* start DOCUMENT TEXT *

The Gilt of the Sun: Louis XIV

A Baroque Paper Doll by David Claudon



King Louis XIV, the Sun King (1638-1715), ruled France at the same time of his English counterpart, Charles II. He began his 72-year reign at the age of 5 upon the death of his father. However, it was not until the age of 22 in 1661 that he assumed control of the country. One of his most notable contributions was the extensive renovation to his hunting lodge at Versailles, which began about 1668. Eventually the estate included extensive gardens, lakes, fountains, statuary, buildings--even a zoo.

During his reign Louis was patron to the arts: theatre (Moliere and Racine), music (Lully), sculpture (Girardon and Coysevox), painting (LeBrun and Rigaud), tapestries (LeBrun), architecture, and the sciences.

For an extensive listing of paintings of Louis XIV, check here.




The figure of the king at left is based on a portrait created by Charles Le Brun, approximately 1660 and the costume is suggested from one of LeBrun's Gobelin tapestries, dealing with the life of Louis, Louis XIV visiting the Gobelins Manufactory, (dated approximately 1729).

Louis' armor is based on a 1668 painting.


Seen in the background is tapesty by LeBrun from Gobelins, showing Versailles.








The Sun King and Ballet

Louis XIV and the French Influence describes the beginning of Louis' facination with the image of Apollo, god of the sun:

When Louis XIV was crowned his interest in dancing was strongly supported and encouraged by Italian-born Cardinal Mazarin, (formerly Mazarini), who assisted Louis XIV. The young king made his ballet debut as a boy, but it was in 1653 as a teenager that he accomplished his most memorable feat as a dancer. He performed a series of dances in Le Ballet de la Nuit and for his final piece he appeared as Apollo, god of the sun. Wearing a fancy golden Roman-cut corselet and a kilt of golden rays he came to be known as the Sun King.

The sun's ray are worn on his head, around his neck and waist. Apollo's face appears on his corselet. For the costume, Louis wore a special blonde wig.

Louis established the Académie Royale de Dance in 1661 in Paris

At the right, in another intrepretation of the Apollo costume, Louis wears a skirt and long waisted tunic with sun motif, ribbons and flowers, while carrying the symbol of Apollo, the lyre.

A typical ballet costume from the 1660s is shown here.




Continuing the Mythology of Apollo

Louis apparently loved paintings with mythological themes.

* end DOCUMENT TEXT *
* start DATA SHOWN *

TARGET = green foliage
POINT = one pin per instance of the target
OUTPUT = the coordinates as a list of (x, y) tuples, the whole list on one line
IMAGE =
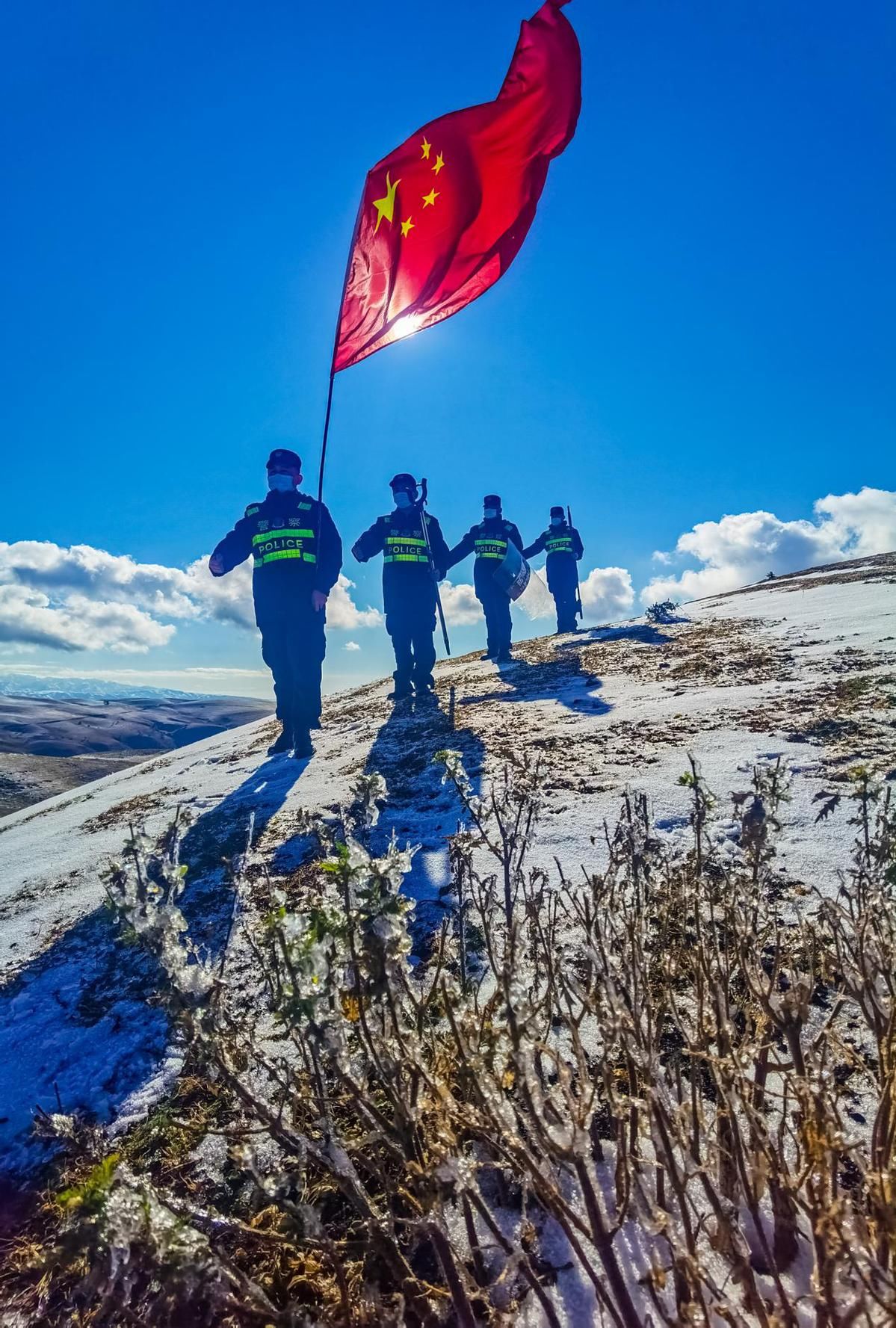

* end DATA SHOWN *

» **SHORT PROBLEM 1**: Reproduce the Louis XIV text word for word, starting with "During his reign" and going on through "XIV, check here.".
» **SHORT PROBLEM 2**: Carry the Louis XIV text further, picking up after its final sentence.
The listing above is separate from the Louis XIV text.

» **EXERCISE OUTPUT 1**:
During his reign Louis was patron to the arts: theatre (Moliere and Racine), music (Lully), sculpture (Girardon and Coysevox), painting (LeBrun and Rigaud), tapestries (LeBrun), architecture, and the sciences.

For an extensive listing of paintings of Louis XIV, check here.

» **EXERCISE OUTPUT 2**:
In 1670, painter Jean Nocret painted Louis and his family as Olympian gods. Louis, wears a sun-gold gown open to the waist and crowned with a laurel wreath, symbol of Apollo.

The right costume derives from a 1678 painting shows Louis dressed as a Roman emperor.




The Ultimate Sun King

In 1701, Hyacinethe Rigand painted what has become the ultimate icon of the 62 year-old pleasure-loving king in his coronation robes. He wears white trunk hose from the previous time-period, an ermine lined robe of blue velvet with gold fleurs-de-lis of the house of Bourbon. At his side is the sword of Charlemagne. On his chest he wears the chains of the Order of the Holy Ghost and the Golden Fleece.

The painting was intended as a gift for his grandson who had just become Philip V of Spain, but the king was so taken with the portrait he commissioned a second version. Both versions ultimately remained in France.




Queen Marie-Therese and the Grand Dauphin

Louis married Queen Marie-Therese was the daughter of King Phillip of Spain in 1660.

Here Marie-Therese is shown in approximately 1666 with The
Grand Dauphin, Louis de Viennois (1661-1711), who predeceased his father before being able to inherit the throne. She wears an elaborately bejeweled black and white bodice and hoop underskirt. The black and white patterned overskirt with train has a brocade lining. Feathered picadils (tabs) adorn the sleeves and bodice. On her blonde hair she wears a similarly bejeweled cap with pearls and veil. She carries a black mask (often worn by upperclass women of the period). The Grand Dauphin






  During Louis XVI's rule, Moliere was writing some of his best work in Paris and Samuel Pepys was keeping a diary of Restoration England. To learn more click on the pictures.  





This page was created by C. David Claudon, September 15, 2006. Last update September 15, 2006 .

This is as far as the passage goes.